- **What is being asked**: Given the entries below, would you transcribe exactly the lines starting at the one with "the white futsal" and ending at the one with "Target: white futsal shoe", both kept, pictures omitted, nothing extra?

- **Task inputs**:
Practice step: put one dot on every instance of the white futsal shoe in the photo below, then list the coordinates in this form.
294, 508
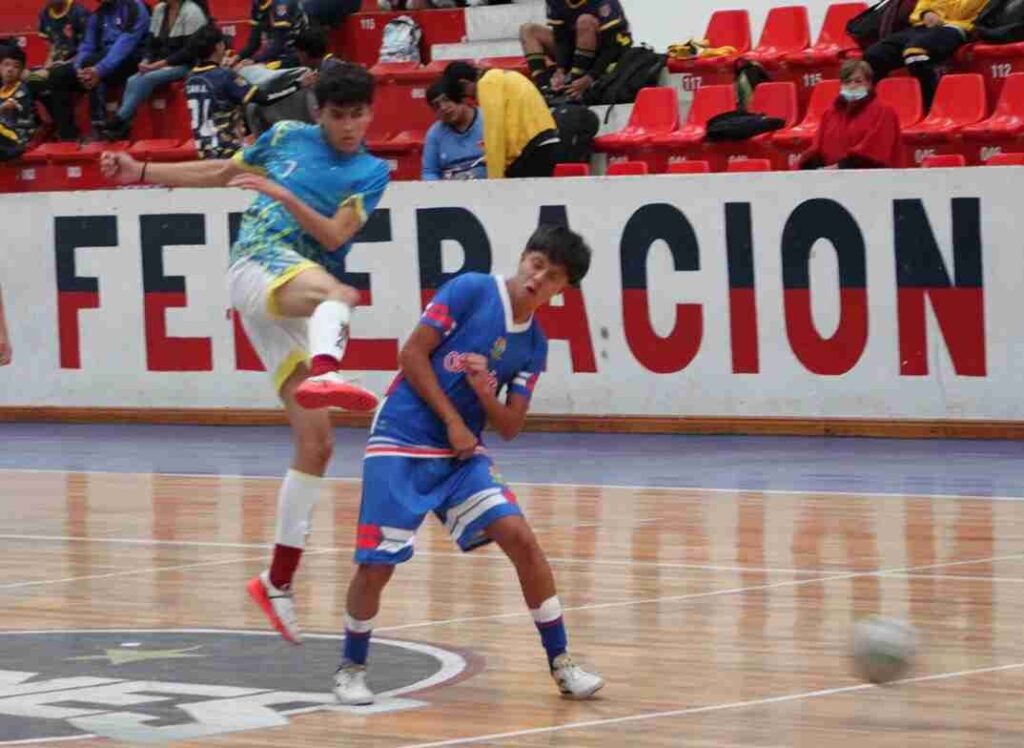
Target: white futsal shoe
---
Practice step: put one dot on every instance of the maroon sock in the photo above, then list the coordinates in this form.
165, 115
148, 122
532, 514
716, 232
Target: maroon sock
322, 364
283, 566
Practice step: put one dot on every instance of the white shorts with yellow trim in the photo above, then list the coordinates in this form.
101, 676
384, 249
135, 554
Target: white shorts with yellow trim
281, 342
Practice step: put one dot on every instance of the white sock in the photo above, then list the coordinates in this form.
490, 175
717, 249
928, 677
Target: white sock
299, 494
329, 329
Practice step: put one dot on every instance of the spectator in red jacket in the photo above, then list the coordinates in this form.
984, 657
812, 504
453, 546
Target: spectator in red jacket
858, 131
--
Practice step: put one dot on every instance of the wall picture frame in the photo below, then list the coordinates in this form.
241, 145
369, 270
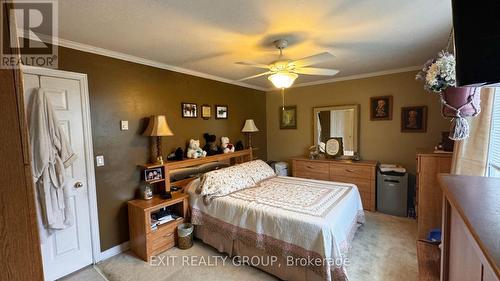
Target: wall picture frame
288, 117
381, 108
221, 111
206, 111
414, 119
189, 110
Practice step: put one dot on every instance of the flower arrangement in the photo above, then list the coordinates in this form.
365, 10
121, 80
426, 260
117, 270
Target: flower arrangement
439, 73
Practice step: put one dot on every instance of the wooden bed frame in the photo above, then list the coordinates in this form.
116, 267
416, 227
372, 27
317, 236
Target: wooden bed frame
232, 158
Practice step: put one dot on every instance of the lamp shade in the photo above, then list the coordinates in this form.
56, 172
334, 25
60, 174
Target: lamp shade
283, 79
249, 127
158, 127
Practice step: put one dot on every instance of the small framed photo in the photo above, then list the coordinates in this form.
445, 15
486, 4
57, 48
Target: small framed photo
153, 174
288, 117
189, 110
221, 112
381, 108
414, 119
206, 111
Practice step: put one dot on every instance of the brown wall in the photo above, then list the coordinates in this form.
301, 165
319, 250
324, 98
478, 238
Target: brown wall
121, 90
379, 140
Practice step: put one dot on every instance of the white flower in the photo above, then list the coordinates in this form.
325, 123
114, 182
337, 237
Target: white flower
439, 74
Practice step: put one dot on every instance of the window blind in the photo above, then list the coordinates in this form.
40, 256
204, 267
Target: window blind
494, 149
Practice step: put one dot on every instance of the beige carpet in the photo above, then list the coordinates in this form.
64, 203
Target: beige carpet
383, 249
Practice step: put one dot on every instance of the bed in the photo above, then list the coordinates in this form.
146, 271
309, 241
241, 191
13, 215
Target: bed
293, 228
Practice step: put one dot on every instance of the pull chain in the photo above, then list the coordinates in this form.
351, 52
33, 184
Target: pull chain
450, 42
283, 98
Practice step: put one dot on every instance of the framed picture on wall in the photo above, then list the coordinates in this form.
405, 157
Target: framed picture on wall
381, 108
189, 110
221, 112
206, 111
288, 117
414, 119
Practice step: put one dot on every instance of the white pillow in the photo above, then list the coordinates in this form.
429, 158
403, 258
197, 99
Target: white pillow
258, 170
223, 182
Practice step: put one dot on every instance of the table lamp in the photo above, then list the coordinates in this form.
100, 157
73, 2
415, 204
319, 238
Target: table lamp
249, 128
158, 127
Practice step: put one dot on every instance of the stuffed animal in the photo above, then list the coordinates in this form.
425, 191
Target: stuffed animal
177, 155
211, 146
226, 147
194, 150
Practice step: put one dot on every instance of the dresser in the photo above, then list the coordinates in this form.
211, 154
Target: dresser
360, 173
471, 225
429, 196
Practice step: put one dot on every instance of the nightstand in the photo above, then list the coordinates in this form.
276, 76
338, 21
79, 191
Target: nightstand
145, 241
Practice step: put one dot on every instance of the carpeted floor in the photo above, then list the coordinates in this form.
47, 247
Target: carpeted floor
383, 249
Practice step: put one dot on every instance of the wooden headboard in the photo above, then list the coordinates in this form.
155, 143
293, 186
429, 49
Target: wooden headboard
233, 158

- **Task answer**:
Practice step: put one dot on every instance of the white futsal shoe in the photo below, then list the coordinates in this form.
294, 508
Target: white futsal shoe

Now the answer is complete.